▸ Work to do: Find the line containing "Spot the oar". Retype it and every line after it through the end of the entries, exactly as written, with nothing added.

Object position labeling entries

════════════════════

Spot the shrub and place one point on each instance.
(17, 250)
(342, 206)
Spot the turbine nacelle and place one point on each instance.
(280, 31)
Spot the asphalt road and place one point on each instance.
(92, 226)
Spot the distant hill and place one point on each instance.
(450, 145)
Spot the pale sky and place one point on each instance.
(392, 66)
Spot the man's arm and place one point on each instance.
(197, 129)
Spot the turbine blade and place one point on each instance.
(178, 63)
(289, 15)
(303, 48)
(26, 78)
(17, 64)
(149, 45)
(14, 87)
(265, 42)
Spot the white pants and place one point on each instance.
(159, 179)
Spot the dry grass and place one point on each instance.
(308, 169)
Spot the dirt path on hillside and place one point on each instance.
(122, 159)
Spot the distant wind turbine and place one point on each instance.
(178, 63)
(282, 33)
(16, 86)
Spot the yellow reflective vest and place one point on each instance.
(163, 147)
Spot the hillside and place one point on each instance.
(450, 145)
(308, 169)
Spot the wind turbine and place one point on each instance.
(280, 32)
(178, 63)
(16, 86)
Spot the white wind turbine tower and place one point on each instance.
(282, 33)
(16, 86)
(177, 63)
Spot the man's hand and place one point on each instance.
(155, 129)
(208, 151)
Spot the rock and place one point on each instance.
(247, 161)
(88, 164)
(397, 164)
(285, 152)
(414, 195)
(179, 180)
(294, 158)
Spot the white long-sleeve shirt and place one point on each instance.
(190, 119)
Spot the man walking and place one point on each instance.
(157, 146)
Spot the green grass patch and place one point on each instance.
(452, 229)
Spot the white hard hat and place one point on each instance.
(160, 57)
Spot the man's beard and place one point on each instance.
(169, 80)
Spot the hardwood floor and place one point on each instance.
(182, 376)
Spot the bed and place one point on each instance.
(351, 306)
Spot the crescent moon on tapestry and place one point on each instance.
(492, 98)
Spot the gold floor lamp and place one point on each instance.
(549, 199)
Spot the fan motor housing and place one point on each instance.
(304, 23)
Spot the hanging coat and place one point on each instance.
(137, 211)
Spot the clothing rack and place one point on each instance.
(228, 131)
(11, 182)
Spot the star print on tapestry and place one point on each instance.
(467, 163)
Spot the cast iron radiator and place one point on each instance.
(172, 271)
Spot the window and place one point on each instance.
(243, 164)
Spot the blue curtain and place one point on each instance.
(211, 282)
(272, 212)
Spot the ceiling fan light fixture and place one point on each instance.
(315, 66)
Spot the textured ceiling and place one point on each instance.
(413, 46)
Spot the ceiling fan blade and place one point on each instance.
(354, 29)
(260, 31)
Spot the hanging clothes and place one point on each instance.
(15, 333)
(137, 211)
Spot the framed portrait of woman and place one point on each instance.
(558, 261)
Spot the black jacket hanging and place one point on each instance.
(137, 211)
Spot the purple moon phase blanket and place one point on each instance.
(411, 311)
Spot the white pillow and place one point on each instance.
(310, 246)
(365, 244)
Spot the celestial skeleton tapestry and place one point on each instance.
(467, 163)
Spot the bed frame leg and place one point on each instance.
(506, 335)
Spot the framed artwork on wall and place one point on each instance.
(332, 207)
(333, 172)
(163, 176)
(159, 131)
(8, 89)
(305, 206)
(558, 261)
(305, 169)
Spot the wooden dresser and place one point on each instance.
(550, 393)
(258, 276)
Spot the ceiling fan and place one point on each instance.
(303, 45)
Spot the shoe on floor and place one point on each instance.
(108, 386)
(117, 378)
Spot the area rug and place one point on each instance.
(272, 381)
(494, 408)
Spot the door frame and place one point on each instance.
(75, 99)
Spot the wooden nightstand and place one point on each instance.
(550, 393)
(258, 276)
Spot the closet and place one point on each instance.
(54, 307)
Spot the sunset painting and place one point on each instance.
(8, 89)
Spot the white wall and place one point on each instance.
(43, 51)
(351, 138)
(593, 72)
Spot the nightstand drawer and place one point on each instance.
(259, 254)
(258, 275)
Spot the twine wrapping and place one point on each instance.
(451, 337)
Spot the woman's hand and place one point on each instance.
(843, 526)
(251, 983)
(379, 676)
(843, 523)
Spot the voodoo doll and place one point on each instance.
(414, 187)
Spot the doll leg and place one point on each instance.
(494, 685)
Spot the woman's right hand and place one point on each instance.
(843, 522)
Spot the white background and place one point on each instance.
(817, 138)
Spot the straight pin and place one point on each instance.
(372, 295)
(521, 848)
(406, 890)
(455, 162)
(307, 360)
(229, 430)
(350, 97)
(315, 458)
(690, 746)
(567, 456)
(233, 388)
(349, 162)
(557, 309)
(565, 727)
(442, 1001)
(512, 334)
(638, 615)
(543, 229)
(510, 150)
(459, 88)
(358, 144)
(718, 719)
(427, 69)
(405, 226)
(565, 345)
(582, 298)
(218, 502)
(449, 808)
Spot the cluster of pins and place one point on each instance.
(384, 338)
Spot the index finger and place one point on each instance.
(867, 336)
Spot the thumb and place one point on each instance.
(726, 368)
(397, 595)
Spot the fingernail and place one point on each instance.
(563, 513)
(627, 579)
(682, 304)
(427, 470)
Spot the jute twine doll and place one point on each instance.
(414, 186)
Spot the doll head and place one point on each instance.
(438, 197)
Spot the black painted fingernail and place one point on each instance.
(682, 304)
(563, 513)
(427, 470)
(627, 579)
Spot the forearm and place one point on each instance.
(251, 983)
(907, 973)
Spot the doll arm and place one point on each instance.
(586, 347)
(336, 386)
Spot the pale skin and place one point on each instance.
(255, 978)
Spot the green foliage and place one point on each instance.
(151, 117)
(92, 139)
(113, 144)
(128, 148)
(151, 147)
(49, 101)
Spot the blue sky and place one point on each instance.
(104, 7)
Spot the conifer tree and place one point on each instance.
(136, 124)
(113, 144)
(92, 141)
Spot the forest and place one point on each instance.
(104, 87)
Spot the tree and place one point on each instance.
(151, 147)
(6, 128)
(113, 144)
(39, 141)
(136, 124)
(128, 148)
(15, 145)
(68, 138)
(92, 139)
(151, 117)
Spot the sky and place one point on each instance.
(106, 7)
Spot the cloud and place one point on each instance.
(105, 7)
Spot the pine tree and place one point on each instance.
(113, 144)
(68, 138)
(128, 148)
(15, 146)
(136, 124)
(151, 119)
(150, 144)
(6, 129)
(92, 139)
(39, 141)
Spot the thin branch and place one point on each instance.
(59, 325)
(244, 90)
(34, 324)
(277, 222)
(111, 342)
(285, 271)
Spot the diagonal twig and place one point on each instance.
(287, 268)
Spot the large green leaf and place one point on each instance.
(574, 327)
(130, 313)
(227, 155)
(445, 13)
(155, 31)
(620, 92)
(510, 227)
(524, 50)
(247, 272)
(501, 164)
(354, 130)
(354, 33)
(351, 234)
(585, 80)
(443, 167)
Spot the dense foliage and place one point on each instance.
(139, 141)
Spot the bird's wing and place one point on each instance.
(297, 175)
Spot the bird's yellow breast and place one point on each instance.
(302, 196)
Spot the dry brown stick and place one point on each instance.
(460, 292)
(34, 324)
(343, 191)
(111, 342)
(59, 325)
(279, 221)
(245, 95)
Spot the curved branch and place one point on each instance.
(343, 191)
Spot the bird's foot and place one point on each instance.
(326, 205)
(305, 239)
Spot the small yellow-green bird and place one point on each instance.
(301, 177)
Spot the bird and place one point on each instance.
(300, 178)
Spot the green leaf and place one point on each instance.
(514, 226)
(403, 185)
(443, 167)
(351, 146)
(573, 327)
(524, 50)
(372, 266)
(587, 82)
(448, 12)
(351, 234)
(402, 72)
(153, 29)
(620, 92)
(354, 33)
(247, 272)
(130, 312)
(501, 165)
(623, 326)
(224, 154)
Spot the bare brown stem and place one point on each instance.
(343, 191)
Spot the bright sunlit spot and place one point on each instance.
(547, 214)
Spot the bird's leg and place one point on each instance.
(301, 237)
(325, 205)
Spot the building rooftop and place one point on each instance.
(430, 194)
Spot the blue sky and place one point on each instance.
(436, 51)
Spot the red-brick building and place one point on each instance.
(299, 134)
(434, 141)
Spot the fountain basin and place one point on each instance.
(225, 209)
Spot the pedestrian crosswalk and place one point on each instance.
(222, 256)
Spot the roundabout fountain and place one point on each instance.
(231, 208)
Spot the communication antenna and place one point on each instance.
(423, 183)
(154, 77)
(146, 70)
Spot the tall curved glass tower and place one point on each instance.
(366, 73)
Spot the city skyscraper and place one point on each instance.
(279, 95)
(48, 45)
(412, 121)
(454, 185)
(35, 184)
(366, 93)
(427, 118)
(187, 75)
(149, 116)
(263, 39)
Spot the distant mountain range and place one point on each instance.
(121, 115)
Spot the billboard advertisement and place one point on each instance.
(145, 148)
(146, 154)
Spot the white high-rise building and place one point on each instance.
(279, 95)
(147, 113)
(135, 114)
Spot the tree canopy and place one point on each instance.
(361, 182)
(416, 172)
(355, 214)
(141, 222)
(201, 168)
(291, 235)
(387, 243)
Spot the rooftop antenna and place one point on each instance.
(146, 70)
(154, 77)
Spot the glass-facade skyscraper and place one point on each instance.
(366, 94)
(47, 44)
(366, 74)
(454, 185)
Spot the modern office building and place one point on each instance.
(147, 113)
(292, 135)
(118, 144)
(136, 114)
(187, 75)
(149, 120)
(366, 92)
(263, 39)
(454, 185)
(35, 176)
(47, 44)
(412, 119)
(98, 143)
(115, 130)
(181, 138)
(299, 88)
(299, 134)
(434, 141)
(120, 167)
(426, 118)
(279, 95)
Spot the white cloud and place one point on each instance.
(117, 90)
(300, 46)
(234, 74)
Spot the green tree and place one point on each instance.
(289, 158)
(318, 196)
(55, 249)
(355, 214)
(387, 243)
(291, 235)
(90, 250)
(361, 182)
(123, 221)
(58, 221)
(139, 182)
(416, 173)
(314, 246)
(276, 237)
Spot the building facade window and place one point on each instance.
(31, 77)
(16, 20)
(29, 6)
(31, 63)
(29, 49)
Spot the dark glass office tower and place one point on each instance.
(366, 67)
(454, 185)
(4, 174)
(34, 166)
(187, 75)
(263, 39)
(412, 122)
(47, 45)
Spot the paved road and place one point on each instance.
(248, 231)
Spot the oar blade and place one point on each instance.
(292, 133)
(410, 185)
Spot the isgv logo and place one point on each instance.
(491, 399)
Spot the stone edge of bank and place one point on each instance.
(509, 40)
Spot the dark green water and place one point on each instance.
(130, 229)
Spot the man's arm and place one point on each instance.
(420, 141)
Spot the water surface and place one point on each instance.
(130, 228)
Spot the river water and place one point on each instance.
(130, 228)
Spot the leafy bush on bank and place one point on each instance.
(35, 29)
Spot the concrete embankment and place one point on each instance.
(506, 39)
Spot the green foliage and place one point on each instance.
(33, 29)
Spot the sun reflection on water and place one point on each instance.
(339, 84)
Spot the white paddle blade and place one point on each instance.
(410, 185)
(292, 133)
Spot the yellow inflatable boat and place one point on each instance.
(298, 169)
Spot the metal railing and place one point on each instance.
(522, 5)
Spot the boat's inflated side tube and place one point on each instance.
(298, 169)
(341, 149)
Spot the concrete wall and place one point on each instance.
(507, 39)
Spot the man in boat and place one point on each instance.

════════════════════

▸ Answer to this exercise:
Spot the oar blade and place one point on each instance.
(292, 133)
(410, 185)
Spot the isgv logo and place one point on each instance.
(491, 399)
Spot the stone edge of bank and place one point on each instance.
(509, 40)
Spot the dark green water and place one point on each instance.
(130, 229)
Spot the man's arm and place one point on each instance.
(420, 141)
Spot the water surface and place one point on each instance.
(130, 228)
Spot the river water and place one point on each instance.
(130, 228)
Spot the leafy bush on bank and place one point on each instance.
(35, 29)
Spot the concrete embankment and place one point on each instance.
(506, 39)
Spot the green foliage and place one point on each instance.
(33, 29)
Spot the sun reflection on water and place one point on each instance.
(339, 84)
Spot the white paddle blade and place one point on each instance.
(410, 185)
(292, 133)
Spot the yellow inflatable boat and place one point on each instance.
(298, 169)
Spot the metal railing and place one point on each instance.
(522, 5)
Spot the boat's inflated side tube and place one point on each instance.
(298, 169)
(341, 149)
Spot the concrete wall and place one point on each instance.
(507, 39)
Spot the man in boat and place one point on each instance.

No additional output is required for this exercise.